**Problem to work on:** Read through the data and report every line in which the word "blurred" occurs.

BEGIN Source material

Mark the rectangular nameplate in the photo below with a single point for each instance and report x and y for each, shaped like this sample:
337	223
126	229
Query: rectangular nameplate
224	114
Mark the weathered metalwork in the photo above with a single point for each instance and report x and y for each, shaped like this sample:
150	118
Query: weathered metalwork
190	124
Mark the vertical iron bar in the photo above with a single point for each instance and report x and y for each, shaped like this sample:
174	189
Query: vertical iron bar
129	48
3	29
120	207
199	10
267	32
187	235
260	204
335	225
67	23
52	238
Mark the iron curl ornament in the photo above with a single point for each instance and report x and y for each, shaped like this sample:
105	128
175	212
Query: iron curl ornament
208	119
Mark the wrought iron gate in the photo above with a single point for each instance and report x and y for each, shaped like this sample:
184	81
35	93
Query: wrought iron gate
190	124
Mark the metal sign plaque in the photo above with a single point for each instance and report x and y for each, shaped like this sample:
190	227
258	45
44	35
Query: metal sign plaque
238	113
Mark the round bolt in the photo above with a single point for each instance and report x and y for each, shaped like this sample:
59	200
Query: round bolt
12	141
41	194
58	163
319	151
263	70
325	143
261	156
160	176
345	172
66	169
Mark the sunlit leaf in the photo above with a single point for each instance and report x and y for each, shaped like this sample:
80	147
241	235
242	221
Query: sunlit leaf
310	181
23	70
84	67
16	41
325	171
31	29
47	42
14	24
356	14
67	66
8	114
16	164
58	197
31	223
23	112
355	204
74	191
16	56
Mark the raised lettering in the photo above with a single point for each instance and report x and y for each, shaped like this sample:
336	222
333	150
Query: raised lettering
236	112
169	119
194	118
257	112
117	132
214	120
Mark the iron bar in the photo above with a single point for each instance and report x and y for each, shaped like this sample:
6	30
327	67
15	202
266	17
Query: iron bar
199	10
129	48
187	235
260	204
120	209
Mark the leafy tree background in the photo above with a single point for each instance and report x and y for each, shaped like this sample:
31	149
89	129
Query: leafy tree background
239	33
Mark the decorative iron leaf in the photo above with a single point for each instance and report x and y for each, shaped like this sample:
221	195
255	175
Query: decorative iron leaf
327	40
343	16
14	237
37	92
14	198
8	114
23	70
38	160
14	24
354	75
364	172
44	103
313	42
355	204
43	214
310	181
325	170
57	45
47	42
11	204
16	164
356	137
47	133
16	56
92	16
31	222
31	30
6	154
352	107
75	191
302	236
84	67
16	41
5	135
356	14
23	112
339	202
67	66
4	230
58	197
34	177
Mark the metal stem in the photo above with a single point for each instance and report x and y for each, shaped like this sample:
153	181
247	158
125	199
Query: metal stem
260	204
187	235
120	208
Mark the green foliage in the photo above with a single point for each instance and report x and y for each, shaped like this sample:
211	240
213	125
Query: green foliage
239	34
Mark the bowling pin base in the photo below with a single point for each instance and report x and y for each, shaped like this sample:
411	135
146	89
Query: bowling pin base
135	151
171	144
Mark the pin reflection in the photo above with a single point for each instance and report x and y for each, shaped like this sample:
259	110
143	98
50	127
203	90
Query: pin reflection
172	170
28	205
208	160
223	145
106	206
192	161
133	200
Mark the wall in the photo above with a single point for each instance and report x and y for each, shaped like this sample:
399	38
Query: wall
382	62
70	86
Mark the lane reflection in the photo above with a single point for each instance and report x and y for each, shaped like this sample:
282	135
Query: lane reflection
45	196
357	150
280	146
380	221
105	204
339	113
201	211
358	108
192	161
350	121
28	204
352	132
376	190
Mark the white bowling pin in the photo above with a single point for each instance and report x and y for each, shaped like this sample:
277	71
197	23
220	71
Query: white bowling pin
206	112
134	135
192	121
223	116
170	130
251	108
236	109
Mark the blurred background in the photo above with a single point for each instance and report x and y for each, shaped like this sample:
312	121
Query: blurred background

END Source material
BEGIN Source material

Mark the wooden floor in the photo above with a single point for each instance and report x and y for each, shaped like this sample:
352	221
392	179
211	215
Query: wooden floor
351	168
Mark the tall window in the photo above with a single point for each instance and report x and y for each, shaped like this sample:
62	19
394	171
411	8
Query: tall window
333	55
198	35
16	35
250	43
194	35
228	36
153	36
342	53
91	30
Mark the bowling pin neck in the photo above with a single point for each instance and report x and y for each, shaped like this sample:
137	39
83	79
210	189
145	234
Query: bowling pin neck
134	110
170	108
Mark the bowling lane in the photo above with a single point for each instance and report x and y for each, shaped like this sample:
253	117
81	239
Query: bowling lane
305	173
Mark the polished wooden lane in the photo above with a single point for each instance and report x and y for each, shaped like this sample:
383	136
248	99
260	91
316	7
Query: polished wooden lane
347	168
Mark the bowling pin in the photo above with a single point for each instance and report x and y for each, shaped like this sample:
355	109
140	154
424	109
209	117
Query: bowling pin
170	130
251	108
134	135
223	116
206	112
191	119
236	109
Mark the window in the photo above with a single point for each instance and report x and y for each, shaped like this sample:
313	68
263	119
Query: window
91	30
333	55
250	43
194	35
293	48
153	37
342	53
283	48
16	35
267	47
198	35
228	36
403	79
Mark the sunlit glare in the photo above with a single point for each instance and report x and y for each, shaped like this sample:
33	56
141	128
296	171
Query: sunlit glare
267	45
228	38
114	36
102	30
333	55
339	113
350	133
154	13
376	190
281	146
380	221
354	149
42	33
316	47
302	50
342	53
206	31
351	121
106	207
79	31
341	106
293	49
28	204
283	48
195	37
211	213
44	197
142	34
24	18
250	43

END Source material

**Your solution:**
Mark the blurred background in the photo above with a single point for each instance and report x and y for each, shaped like this sample:
Query: blurred background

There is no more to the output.